• Contour labeling entries:
** START **
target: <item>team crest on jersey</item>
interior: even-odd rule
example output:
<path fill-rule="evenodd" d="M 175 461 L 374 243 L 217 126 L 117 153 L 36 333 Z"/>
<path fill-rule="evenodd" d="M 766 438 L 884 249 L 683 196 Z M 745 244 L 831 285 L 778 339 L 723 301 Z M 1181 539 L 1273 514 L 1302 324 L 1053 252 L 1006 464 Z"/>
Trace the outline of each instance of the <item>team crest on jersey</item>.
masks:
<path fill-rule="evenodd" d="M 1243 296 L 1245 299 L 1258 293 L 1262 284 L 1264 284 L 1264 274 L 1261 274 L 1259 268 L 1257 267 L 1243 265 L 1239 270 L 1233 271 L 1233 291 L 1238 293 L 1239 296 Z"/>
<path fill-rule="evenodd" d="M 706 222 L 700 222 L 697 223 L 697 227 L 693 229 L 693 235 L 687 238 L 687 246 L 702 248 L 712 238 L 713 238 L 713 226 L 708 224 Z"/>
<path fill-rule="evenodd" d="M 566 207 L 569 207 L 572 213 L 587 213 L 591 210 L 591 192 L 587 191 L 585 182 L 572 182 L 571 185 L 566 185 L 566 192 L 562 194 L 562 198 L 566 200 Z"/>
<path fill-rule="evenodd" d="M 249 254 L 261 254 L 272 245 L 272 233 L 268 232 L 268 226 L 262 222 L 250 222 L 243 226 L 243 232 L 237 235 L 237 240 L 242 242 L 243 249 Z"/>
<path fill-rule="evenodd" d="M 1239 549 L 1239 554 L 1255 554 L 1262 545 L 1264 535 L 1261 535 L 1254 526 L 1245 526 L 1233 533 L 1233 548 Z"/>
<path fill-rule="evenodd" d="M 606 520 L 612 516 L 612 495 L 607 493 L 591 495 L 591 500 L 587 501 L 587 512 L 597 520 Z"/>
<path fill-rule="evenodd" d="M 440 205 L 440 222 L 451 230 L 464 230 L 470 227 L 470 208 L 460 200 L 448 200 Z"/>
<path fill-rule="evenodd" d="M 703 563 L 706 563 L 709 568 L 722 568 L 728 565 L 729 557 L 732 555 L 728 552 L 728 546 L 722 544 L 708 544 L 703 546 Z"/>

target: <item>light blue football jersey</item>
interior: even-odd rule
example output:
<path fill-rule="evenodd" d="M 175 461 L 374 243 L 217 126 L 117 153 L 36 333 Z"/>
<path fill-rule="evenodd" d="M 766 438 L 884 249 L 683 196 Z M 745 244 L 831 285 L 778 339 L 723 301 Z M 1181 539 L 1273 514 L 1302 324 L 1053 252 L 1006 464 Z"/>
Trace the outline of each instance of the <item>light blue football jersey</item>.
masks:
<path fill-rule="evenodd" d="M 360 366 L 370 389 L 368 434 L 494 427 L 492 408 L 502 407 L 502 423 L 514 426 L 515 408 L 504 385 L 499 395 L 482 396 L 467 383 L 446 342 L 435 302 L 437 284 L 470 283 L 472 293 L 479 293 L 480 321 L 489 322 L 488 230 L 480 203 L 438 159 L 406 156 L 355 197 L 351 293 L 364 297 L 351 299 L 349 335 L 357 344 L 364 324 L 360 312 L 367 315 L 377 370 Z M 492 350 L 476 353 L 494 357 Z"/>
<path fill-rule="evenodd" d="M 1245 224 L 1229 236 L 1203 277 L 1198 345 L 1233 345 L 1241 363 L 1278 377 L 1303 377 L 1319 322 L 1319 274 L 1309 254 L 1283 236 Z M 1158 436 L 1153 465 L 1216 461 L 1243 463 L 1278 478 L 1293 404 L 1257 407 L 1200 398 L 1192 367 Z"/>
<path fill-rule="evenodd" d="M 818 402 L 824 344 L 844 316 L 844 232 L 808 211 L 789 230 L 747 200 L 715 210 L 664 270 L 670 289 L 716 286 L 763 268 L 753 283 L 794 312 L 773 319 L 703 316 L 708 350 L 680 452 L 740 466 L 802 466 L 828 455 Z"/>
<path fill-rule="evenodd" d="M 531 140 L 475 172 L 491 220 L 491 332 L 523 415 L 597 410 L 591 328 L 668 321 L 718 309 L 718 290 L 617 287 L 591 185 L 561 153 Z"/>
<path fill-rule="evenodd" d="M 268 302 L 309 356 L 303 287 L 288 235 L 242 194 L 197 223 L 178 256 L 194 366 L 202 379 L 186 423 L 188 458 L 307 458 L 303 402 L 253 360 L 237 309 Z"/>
** END **
• Do this: Can you rewrite everything from the start of the entries down to the line containing "706 222 L 700", requests included, with every coordinate in the answer outlines increased by 103 and all other text left as it is?

• Response to the task:
target: <item>team crest on jersey</item>
interior: even-odd rule
example output:
<path fill-rule="evenodd" d="M 175 461 L 374 243 L 217 126 L 117 153 L 36 333 Z"/>
<path fill-rule="evenodd" d="M 766 438 L 884 249 L 683 196 Z M 745 244 L 831 285 L 778 339 L 723 301 Z M 1181 539 L 1273 514 L 1302 324 L 1053 252 L 1006 464 Z"/>
Trace the outline of each instance of the <item>team crest on jersey</item>.
masks:
<path fill-rule="evenodd" d="M 1346 399 L 1348 402 L 1361 396 L 1365 387 L 1367 387 L 1367 377 L 1364 377 L 1362 371 L 1360 370 L 1346 368 L 1342 373 L 1336 374 L 1336 394 L 1341 396 L 1342 399 Z"/>
<path fill-rule="evenodd" d="M 809 325 L 803 325 L 800 326 L 800 330 L 796 332 L 796 338 L 790 341 L 790 349 L 805 351 L 815 341 L 816 341 L 816 329 L 811 327 Z"/>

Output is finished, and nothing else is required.